What to produce: Although the entries hold pictures, only their words are printed back, exactly as given.

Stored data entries
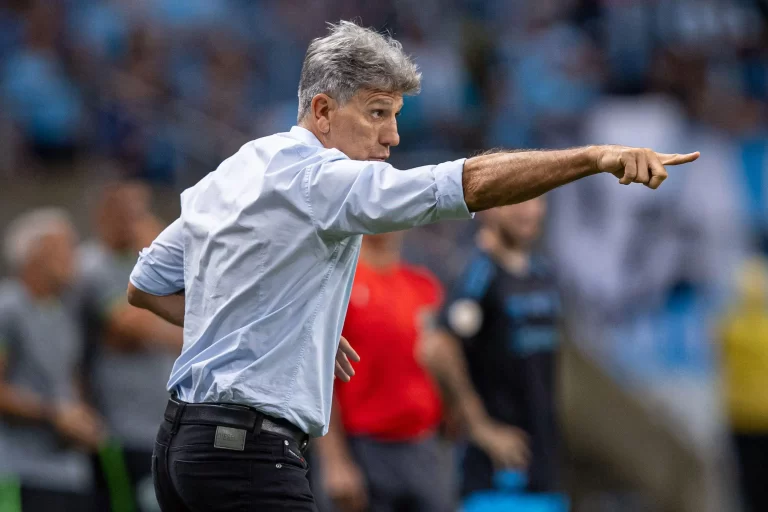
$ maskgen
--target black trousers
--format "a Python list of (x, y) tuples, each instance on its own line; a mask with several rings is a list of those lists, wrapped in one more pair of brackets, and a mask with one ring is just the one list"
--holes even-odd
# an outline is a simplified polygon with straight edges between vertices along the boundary
[(152, 454), (163, 512), (317, 512), (298, 443), (247, 432), (242, 451), (214, 447), (216, 427), (164, 420)]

Written answer:
$ maskgen
--target black trousers
--format "a Python list of (x, y) tuples, each instance on its own line; a mask with several rings is a list of those lists, wrapped in one more pair of brackets, and a mask with one ring is just the one list"
--holes even-odd
# an outline is a simplified polygon with straight edges between vertices along the boundary
[(152, 454), (163, 512), (317, 512), (298, 443), (247, 432), (242, 451), (214, 447), (216, 427), (164, 420)]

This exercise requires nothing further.